:: Passage provided ::
How do I know that’s the real reason Republicans are so indignant? It’s because when Democrats take actions that are consistent with their purported view that Trump is a danger to democracy — such as, for example, pursuing a criminal investigation of his activities — the “Team Normal” Republicans complain about that, too. Right now, the Republican bellyaching is the FBI raid on Mar-a-Lago — it’s unprecedented! it strengthens his hand! it’s “overreach,” whatever — even though the actions of the Democrat at issue here (Merrick Garland) are perfectly congruent with viewing Trump as a legitimate and direct threat to democracy. . . .
In the view of the Republicans who cry foul at these actions, it’s the Democrats’ responsibility not to back Trump or oppose him — it’s to ignore him, as they try mightily to do the same, in hopes that it will cause him to disappear in favor of another stronger potential nominee. That is, Democrats are supposed to participate in their strategy to get DeSantis nominated in 2024 — it’s their duty, even if it entails giving Trump a pass on criminal acts, and even though it will make Democrats less likely to win the 2024 election.
Read the whole thing and subscribe. It’s great.
Here’s the problem with Team Normal:
They hate Trumpism. They just want tax cuts and FedSoc justices. They look at the mouth-breathers who show up to Trump rallies and went to the insurrection and they would not be caught dead with any of those Very Fine People.
Team Normal wants nothing more than for Trump to go away. Doesn’t matter how. Jail. Defeat. The January 6 Committee. Whatever. They’re not picky.
But also, Team Normal cannot—under any circumstances—appear to want Trump to go away. And so they wind up pushing back against and defending Trump from the processes that could drive him out of American politics.
This isn’t a new phenomenon in human affairs.
I’m reading Liu Xixin’s sci-fi classic The Three-Body Problem, which opens in Communist China during the Cultural Revolution. There’s a scene at a struggle session in which a bunch of young communists are beating down a beloved former professor of theirs. Most of them don’t really want to hurt the guy. But one of the cadres is a real commie hard-ass. She starts whipping him with her belt.
And so the others join in because they’re terrified that someone will be taking notes and will observe that they were less enthusiastic than their peer. Such an observation might go into a file. They might become the featured attraction at a future struggle session.
And that’s pretty much how Team Normal operates in Republican politics.
They started this revolution and now they want out. But they don’t have the sand to do anything about it. So they keep going along with whatever is required of them and hope that the Big Orange Problem just . . . takes care of itself.
In case you’re not a Bulwark+ member, Sarah Longwell and I do a weekly podcast only for members and it’s pretty great. We almost never make it available to the outsiders, but this week I decided to give you a peek at the show where we talked about Trump 2024, the real heirs to Trumpism, and the saga of my trying to get a basketball hoop installed in my driveway. Give it a listen. You’ll like it. I promise.
2. TikTok Will Suck Too
Embedded has some great news for the Youngs: TikTok’s comments are turning into Twitter!

:: Data shown ::

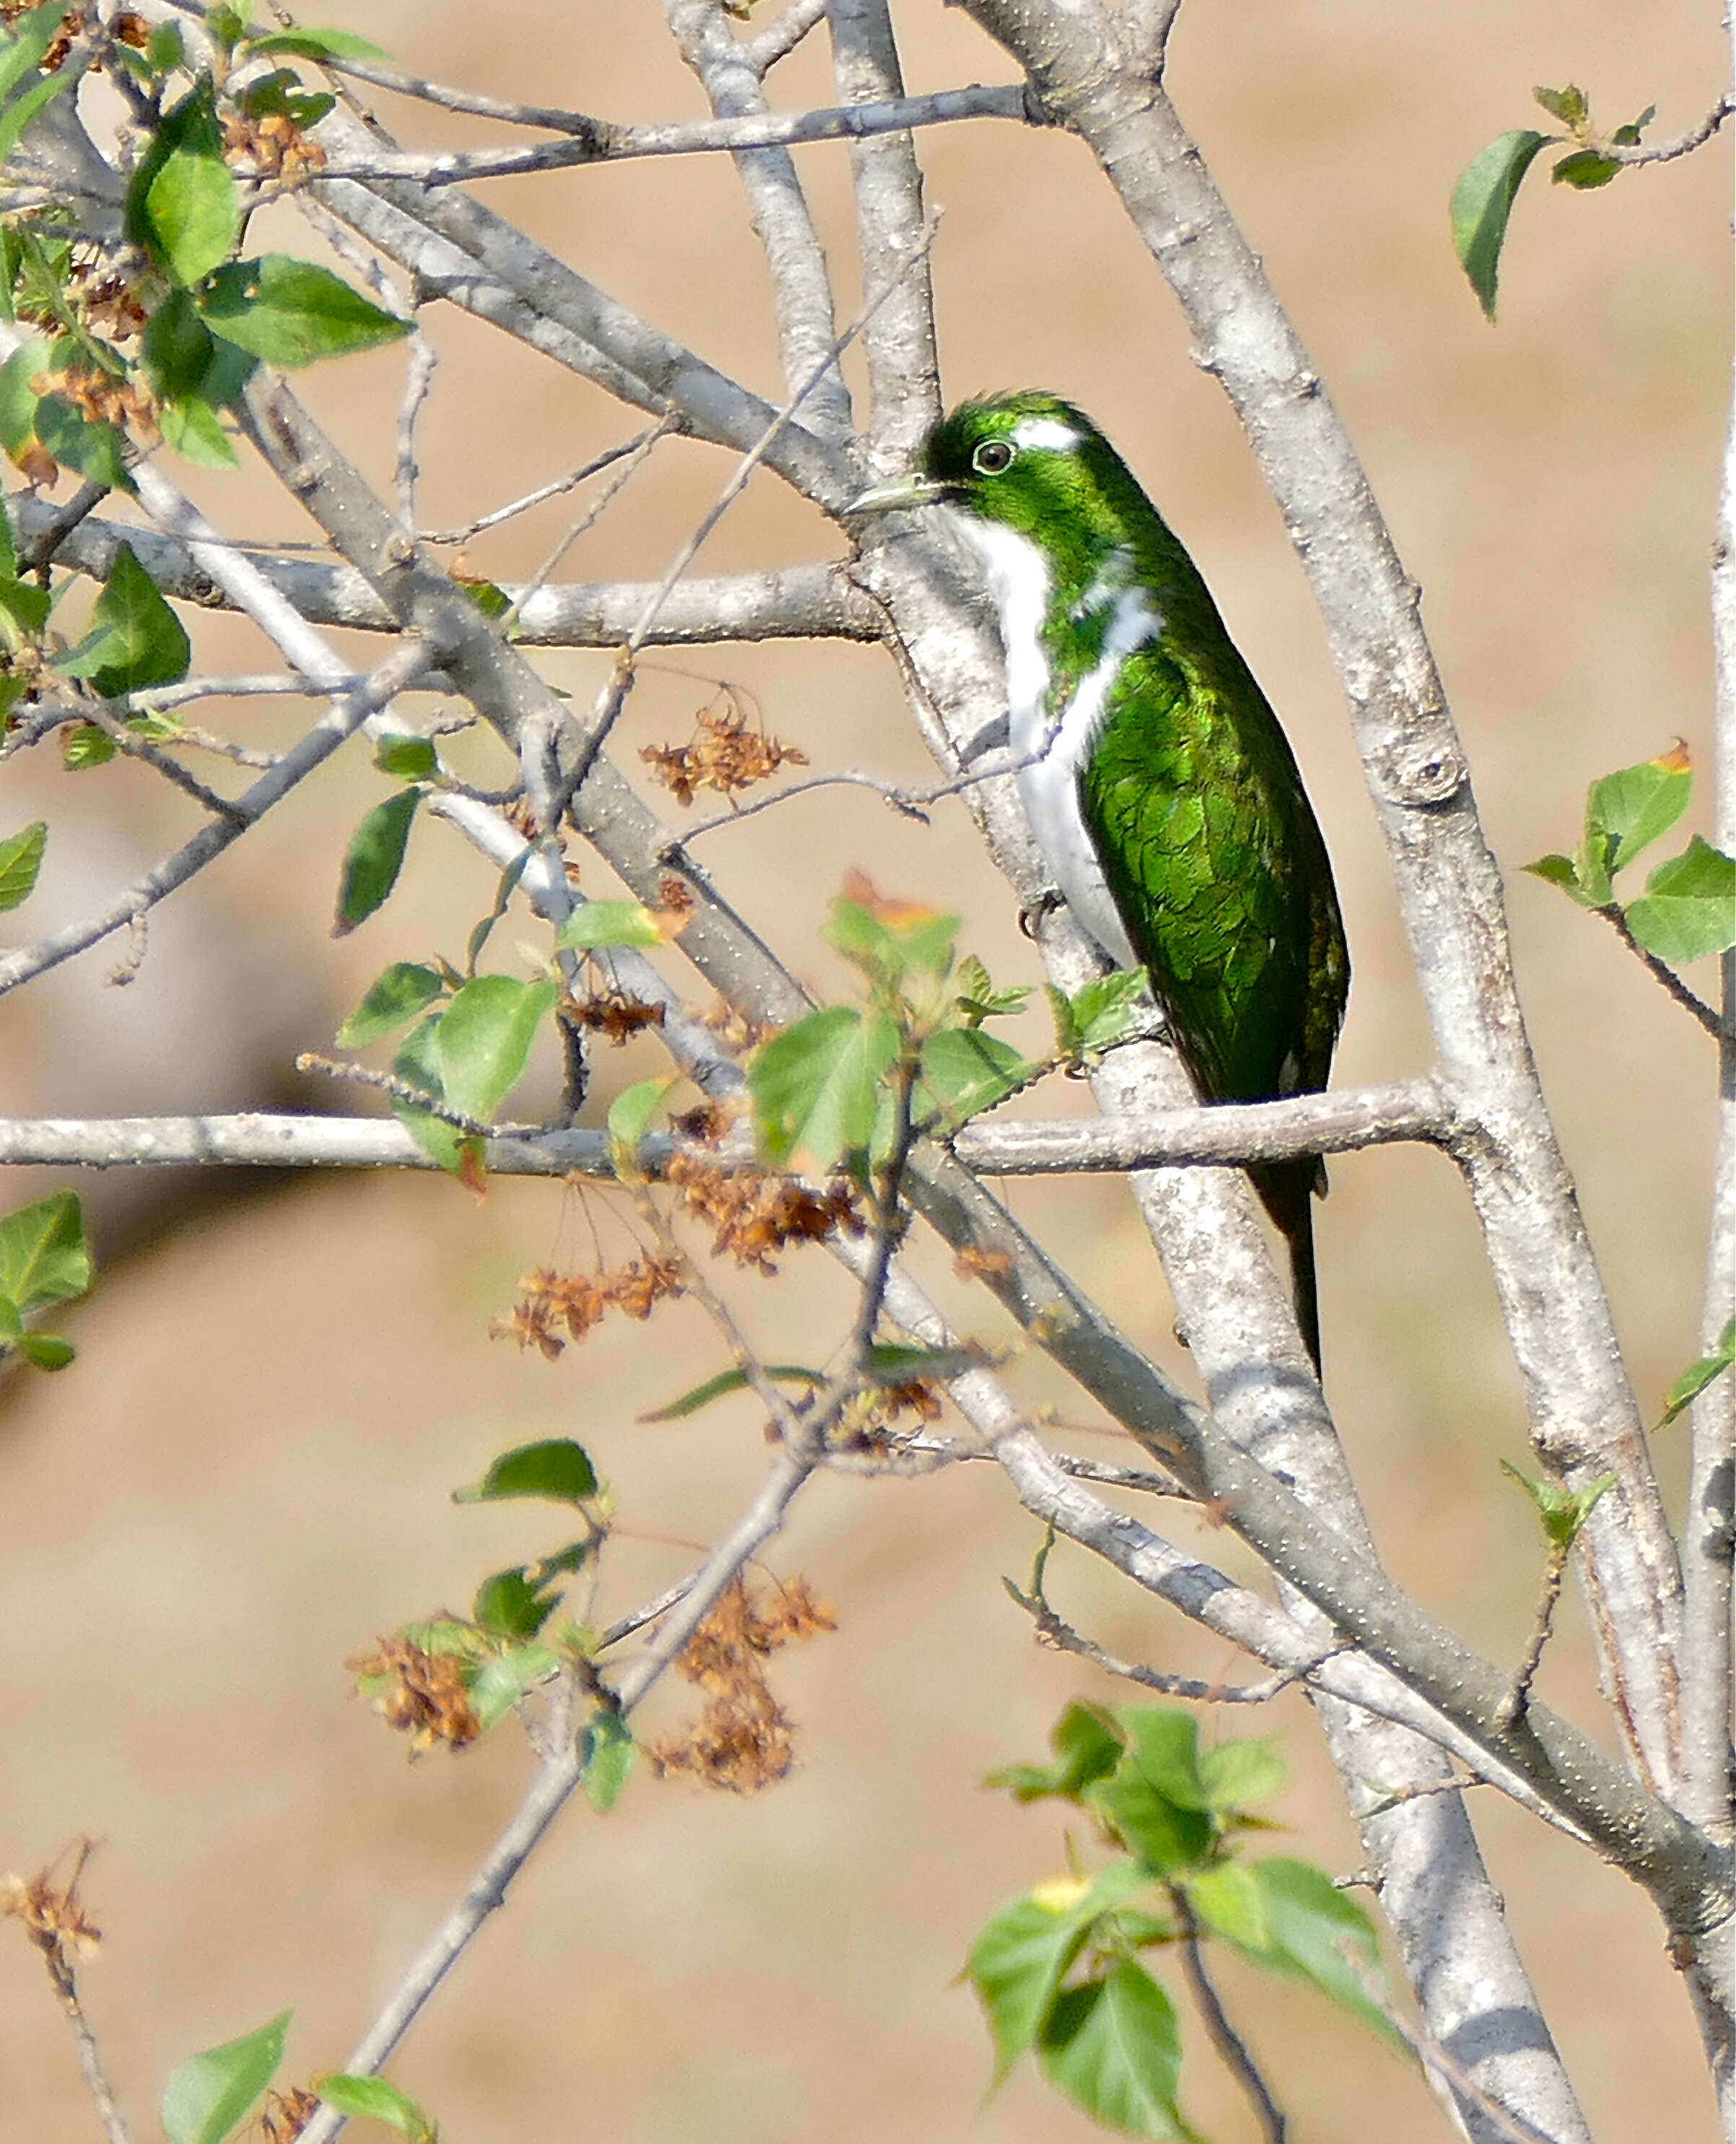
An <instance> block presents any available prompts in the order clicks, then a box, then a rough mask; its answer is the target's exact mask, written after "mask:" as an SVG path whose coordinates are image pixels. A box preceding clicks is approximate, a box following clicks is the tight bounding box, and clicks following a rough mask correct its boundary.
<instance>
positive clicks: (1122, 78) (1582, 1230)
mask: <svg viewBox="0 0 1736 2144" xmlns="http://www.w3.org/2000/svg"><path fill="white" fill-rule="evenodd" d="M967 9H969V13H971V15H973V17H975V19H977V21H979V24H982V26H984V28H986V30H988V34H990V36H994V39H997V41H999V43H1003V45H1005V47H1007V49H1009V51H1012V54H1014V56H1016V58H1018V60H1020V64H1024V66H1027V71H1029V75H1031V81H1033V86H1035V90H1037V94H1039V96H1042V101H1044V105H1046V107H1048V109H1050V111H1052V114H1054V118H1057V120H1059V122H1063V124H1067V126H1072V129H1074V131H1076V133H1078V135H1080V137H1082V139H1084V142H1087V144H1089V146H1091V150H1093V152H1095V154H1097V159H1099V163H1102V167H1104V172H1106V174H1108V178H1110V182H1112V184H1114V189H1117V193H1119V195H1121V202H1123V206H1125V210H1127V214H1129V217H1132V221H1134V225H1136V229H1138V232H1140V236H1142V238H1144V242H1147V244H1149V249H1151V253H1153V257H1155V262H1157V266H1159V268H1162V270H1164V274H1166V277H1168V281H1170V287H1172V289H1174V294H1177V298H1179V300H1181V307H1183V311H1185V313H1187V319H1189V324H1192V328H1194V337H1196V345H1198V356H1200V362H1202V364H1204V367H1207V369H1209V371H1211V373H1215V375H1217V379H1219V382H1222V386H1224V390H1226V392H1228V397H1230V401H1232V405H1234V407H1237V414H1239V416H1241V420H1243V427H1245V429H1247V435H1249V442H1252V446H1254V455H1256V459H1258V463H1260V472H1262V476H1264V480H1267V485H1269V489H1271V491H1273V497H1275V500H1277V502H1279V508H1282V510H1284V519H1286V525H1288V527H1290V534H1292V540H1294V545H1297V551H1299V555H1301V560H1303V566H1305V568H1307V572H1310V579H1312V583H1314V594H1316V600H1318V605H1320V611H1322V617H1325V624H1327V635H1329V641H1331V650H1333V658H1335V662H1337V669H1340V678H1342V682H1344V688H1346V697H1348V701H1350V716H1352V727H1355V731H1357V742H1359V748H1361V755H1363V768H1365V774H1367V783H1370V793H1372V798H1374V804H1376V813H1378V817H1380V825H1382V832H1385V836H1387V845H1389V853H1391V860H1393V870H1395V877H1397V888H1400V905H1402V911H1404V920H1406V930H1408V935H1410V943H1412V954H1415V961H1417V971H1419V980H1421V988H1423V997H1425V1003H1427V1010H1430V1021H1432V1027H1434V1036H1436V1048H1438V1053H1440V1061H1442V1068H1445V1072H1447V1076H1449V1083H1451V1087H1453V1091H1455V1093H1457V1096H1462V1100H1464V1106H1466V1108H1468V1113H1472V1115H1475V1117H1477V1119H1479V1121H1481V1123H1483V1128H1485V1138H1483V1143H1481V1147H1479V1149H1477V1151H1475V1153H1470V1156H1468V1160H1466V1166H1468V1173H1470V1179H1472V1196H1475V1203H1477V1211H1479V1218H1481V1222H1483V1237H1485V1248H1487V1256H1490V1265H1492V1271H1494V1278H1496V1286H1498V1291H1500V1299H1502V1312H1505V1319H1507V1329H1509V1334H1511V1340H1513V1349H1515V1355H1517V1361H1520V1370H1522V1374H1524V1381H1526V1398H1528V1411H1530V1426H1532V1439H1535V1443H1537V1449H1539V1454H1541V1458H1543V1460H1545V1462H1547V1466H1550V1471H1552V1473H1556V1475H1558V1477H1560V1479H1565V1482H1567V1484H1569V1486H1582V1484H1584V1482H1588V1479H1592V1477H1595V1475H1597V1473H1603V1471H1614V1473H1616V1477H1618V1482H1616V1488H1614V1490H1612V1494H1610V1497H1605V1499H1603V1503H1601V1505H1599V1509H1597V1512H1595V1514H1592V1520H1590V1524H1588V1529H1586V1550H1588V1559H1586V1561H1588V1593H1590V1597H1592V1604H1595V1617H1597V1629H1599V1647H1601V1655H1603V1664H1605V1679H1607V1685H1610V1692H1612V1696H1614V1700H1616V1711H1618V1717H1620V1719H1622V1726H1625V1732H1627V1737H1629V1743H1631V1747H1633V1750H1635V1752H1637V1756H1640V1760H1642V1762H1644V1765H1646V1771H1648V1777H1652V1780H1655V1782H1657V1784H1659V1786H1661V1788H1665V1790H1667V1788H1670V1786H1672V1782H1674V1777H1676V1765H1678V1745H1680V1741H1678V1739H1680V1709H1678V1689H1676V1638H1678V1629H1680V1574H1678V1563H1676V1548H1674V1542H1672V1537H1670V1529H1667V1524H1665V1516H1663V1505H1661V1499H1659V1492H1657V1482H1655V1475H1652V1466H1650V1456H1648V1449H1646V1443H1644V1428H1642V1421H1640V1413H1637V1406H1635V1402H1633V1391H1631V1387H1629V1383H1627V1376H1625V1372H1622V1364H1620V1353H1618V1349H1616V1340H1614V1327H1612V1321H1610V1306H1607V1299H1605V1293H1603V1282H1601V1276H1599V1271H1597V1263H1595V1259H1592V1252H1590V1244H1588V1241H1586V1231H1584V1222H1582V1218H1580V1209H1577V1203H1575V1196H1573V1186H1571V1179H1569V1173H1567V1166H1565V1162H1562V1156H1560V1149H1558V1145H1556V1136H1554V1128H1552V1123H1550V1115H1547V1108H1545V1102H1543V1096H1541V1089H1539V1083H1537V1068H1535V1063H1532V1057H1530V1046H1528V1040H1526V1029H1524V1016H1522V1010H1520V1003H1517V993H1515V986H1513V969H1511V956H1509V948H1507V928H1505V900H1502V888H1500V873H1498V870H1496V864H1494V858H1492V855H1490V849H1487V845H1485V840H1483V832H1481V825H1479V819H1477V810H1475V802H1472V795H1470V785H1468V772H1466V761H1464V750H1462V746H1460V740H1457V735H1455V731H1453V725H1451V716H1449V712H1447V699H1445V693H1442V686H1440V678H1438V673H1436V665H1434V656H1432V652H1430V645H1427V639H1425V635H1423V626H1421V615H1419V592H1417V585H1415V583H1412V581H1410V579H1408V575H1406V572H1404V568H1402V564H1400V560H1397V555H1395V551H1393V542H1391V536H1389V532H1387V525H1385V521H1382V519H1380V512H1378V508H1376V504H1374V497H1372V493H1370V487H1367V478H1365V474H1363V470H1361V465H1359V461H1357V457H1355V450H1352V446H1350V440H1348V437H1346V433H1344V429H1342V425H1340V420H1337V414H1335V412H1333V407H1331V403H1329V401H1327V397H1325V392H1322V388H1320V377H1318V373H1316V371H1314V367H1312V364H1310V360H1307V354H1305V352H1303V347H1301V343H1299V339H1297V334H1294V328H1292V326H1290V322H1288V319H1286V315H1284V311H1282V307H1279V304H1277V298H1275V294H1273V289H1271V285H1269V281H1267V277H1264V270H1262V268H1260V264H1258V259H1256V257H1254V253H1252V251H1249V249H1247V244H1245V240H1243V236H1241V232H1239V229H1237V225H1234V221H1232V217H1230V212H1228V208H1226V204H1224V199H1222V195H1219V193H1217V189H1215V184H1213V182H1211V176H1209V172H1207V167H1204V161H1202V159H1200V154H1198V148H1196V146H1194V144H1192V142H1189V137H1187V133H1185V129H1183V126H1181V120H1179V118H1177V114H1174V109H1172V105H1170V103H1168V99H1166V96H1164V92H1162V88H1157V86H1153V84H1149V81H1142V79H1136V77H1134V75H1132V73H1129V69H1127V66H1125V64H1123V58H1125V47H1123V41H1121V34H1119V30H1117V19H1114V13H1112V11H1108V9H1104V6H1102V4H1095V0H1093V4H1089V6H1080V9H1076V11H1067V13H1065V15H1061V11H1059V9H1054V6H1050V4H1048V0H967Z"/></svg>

:: Work task 1 ::
List every person the commentary on Team Normal mentions by name.
:: Work task 2 ::
Quote the portion of the commentary on Team Normal that opens with the words containing "Here’s the problem" and closes with "They’re not picky.".

:: Response box 1 ::
- Trump
- Merrick Garland
- DeSantis
- Liu Xixin
- Sarah Longwell

:: Response box 2 ::
Here’s the problem with Team Normal:
They hate Trumpism. They just want tax cuts and FedSoc justices. They look at the mouth-breathers who show up to Trump rallies and went to the insurrection and they would not be caught dead with any of those Very Fine People.
Team Normal wants nothing more than for Trump to go away. Doesn’t matter how. Jail. Defeat. The January 6 Committee. Whatever. They’re not picky.